Extrait du document:
+===+

Sciences

Une nouvelle source d'oxygène dans les profondeurs de l'océan Pacifique

Par Emma Bellavia. Synthèse n°2271, Publiée le 18/09/2024 - Crédits : Handout / National Oceanography Centre / Smartex project (NERC) / AFP
L'oxygène ne serait pas seulement produit par photosynthèse mais également grâce à une réaction chimique mettant en jeu des concrétions de métaux, appelées des nodules polymétalliques et prendrait place à 4 000 mètres de profondeur dans le Pacifique nord entre Hawaï et le Mexique ! Cette découverte, parue dans la revue scientifique Nature Géoscience en juillet 2024, remet en cause nos certitudes sur les débuts de la vie sur Terre, mais aussi sur la possibilité d'une forme de vie extraterrestre liée à l'apparition d'oxygène. Mais, que sait-on sur cette nouvelle source et comment cet oxygène est-il produit ?

+===+

Entrées de données:

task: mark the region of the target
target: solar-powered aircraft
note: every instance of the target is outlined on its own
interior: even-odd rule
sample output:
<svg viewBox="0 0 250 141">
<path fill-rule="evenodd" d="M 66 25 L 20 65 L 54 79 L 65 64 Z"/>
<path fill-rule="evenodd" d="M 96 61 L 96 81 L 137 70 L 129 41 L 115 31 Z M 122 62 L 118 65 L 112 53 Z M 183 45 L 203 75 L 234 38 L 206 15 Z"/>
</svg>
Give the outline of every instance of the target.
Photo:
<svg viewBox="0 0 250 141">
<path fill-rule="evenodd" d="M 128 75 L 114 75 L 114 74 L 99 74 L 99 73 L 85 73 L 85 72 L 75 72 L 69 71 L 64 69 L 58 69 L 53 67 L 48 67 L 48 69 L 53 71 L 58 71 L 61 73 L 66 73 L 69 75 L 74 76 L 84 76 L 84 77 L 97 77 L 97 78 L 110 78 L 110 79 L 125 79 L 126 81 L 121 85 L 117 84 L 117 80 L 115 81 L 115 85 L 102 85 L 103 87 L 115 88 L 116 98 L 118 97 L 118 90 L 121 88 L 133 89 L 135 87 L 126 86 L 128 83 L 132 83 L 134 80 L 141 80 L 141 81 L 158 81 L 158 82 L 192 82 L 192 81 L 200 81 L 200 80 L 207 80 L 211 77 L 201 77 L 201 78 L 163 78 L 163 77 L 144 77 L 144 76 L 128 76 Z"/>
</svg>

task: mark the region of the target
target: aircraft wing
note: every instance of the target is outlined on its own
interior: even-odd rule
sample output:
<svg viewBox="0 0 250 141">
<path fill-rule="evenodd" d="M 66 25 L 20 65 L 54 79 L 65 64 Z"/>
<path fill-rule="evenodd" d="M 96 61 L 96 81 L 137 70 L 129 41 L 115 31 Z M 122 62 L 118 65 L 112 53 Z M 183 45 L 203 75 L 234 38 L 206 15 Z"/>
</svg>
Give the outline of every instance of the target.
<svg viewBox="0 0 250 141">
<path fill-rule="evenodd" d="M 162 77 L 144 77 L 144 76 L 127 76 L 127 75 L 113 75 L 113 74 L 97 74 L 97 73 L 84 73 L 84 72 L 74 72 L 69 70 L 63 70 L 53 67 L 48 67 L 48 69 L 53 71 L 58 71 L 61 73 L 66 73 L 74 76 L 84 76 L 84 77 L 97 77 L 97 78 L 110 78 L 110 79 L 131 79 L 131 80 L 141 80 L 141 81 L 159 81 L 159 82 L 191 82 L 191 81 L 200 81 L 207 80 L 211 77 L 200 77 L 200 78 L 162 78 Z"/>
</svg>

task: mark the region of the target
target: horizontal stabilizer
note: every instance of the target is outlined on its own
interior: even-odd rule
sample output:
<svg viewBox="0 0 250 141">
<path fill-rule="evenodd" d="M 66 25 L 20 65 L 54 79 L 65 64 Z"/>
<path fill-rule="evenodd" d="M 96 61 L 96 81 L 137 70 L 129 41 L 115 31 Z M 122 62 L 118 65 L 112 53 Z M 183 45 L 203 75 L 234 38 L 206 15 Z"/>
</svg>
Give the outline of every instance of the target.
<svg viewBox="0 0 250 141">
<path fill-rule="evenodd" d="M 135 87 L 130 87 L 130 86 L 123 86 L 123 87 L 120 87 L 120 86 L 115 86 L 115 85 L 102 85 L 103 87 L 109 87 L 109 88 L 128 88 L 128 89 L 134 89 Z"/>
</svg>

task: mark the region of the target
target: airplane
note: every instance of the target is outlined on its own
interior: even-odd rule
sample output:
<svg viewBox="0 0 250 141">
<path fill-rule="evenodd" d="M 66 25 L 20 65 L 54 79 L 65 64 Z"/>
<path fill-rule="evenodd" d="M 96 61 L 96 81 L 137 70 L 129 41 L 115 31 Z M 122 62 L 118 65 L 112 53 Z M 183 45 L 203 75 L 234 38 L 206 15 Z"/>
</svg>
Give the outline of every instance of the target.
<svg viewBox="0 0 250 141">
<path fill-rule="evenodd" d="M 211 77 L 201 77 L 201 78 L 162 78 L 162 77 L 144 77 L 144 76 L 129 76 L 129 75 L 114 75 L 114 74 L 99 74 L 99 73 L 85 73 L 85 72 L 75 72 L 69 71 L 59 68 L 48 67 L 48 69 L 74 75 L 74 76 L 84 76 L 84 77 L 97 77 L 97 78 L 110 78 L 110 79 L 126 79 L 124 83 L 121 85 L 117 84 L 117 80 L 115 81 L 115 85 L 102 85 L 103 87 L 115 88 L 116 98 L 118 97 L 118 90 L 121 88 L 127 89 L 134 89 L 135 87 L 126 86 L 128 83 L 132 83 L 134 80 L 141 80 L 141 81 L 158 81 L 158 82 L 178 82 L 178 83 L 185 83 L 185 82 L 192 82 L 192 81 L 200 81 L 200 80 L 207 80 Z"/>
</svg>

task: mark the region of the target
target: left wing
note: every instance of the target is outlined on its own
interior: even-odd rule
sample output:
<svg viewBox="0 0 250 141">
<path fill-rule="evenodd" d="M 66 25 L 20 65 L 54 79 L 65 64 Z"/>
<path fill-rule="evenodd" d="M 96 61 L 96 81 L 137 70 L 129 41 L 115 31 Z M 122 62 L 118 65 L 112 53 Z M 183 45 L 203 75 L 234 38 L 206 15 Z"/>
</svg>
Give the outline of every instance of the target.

+===+

Consigne A: D'après l'extrait sur l'oxygène des abysses, à quelle profondeur se produirait la réaction chimique qui libère de l'oxygène ?
Consigne B: Rédigez la suite de l'extrait sur l'oxygène des abysses, en reprenant après sa dernière phrase.

Réponse A: À 4 000 mètres de profondeur, dans le Pacifique nord entre Hawaï et le Mexique.

Réponse B:
La planète Terre, ou « planète bleue », porte plutôt bien son surnom puisque deux tiers de sa surface sont recouverts d'eau. À ce jour, moins de 20 % de ces océans ont été cartographiés. Des mondes encore inconnus restent donc à explorer. Quelque part entre le Mexique et l'île d'Hawaï, se trouve un monde fascinant qui s'étend sur plus de 7 000 kilomètres de long : la plaine abyssale de la zone de fracture géologique Clarion-Clipperton. À 4 000 mètres de profondeur, aucune plante ni algue ne peut survivre. Cependant, des poissons abyssaux se meuvent dans ces plaines. Leur ventre est imposant et leurs yeux sont protubérants. Comment parviennent-ils à subsister à de telles profondeurs ? Le phytoplancton, des microalgues présentes en surface, génère de l'oxygène par photosynthèse, mais également de la matière organique, permettant notamment à ces habitants des fonds marins de vivre. Des volcans océaniques sont aussi présents et s'étendent sur près de 60 000 kilomètres constituant la dorsale océanique. Près de ces massifs sous-marins, des vers abyssaux, les rifta pachyptila dansent au gré des courants. Ces vers marins survivent quant à eux grâce aux provisions fournies par une réaction chimique entre l'eau de mer et des roches volcaniques. Cette réaction se produit à des températures proches des 350 degrés. À ces profondeurs, des nodules polymétalliques sont aussi visibles sur le sol marin.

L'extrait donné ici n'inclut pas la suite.